Point-labeling items
┄┄┄┄┄┄

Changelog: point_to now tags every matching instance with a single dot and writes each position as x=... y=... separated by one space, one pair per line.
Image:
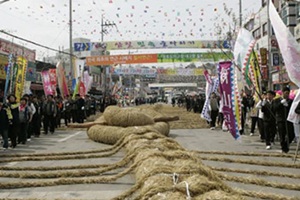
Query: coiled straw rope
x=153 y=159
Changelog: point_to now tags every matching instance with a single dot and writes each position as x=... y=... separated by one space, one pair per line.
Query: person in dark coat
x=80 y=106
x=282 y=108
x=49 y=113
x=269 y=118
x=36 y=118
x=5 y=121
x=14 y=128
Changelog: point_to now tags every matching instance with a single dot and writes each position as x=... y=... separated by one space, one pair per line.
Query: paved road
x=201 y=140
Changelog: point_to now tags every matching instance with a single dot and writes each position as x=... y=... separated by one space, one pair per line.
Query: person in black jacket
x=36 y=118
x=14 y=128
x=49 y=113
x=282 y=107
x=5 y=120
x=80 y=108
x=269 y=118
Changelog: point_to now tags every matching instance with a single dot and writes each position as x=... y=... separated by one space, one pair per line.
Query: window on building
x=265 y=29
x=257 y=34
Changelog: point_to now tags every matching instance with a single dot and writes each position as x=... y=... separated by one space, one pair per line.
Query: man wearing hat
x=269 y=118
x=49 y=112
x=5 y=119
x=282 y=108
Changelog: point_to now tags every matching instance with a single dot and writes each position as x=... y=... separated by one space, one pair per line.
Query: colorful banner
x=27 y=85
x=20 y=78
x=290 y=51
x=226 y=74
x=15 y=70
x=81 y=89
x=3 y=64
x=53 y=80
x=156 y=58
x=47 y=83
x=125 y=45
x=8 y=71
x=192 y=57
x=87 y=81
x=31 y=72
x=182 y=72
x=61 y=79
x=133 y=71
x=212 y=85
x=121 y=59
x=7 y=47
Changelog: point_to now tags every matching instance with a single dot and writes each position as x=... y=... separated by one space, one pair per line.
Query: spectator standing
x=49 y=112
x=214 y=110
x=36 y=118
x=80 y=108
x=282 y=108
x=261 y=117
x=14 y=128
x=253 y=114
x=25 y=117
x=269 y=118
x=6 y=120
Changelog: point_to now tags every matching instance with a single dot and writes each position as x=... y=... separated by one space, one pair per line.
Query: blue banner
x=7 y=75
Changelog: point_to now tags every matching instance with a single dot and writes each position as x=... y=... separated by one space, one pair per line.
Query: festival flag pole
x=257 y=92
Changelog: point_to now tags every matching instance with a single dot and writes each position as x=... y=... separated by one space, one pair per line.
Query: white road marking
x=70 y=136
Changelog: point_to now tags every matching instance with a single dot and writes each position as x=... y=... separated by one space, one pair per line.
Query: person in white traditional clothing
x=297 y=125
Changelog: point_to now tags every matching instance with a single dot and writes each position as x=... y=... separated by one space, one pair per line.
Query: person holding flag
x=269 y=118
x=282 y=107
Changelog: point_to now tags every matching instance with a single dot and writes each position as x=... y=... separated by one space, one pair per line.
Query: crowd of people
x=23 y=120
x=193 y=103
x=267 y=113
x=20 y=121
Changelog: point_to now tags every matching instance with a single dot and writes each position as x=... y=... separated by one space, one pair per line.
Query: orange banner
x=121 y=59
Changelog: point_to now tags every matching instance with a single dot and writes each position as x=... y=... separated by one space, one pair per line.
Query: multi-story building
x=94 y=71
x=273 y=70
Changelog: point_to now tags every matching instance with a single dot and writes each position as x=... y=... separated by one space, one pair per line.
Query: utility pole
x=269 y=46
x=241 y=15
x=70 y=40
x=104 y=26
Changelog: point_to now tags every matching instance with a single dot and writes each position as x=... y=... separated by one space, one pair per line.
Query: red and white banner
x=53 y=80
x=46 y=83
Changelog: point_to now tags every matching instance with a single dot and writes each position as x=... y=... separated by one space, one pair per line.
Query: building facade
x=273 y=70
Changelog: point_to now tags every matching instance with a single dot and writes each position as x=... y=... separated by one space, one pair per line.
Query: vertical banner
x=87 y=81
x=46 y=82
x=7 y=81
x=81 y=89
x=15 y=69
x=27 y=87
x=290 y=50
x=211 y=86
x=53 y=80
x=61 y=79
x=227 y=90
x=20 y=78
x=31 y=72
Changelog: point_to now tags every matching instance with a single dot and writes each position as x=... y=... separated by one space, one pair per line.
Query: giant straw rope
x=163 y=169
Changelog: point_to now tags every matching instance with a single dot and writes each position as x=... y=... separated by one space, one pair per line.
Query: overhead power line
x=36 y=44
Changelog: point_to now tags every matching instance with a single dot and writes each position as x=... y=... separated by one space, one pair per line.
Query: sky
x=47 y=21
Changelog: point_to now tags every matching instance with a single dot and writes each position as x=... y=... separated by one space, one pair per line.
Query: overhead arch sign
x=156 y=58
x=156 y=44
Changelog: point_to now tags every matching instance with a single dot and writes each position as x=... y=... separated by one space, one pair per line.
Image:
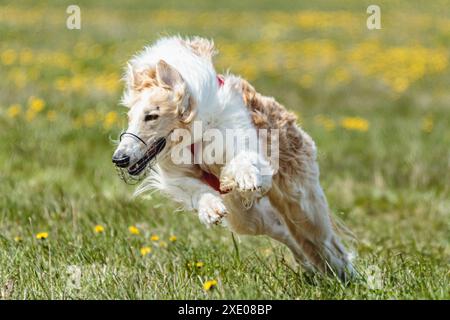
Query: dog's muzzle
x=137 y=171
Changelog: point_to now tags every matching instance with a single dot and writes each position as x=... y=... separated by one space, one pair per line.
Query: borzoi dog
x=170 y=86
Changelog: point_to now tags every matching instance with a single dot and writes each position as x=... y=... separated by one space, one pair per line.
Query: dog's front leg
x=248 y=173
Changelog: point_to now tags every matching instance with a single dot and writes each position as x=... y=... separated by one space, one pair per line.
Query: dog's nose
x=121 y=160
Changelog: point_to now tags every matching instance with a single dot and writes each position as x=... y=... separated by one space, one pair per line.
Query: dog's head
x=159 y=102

┄┄┄┄┄┄

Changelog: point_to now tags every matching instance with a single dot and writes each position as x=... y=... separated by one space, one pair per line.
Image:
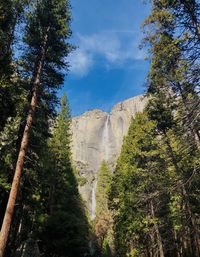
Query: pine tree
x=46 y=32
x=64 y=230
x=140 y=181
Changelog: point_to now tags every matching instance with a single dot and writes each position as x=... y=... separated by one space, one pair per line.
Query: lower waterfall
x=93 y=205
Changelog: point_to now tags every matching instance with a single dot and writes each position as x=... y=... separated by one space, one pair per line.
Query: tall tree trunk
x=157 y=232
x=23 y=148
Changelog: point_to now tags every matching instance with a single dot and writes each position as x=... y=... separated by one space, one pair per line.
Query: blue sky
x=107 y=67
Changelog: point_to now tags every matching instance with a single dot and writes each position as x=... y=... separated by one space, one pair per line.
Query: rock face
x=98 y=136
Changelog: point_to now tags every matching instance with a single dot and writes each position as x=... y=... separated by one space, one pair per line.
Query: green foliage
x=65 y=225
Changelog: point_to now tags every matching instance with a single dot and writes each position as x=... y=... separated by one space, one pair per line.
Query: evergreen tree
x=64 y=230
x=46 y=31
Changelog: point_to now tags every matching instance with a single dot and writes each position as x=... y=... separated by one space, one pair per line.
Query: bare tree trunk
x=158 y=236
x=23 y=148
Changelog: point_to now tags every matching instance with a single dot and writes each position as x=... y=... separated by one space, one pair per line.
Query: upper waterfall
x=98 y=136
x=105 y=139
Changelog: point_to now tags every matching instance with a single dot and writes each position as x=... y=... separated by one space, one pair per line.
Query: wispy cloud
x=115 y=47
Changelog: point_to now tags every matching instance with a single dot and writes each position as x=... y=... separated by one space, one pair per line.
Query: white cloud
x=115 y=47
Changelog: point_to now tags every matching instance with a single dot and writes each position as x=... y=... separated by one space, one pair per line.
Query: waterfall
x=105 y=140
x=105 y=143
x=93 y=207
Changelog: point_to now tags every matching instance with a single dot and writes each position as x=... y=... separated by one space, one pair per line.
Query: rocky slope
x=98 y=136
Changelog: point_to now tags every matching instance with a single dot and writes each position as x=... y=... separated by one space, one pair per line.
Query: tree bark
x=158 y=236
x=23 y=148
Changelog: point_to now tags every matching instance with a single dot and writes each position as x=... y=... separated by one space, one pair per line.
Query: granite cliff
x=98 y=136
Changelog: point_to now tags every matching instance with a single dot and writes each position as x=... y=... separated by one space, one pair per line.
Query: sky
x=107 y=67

┄┄┄┄┄┄

**TASK**
Pull out every line of the items above that contains the string "trunk", matching case exactly.

**EXERCISE RESULT**
Query: tall tree trunk
Query: bare tree trunk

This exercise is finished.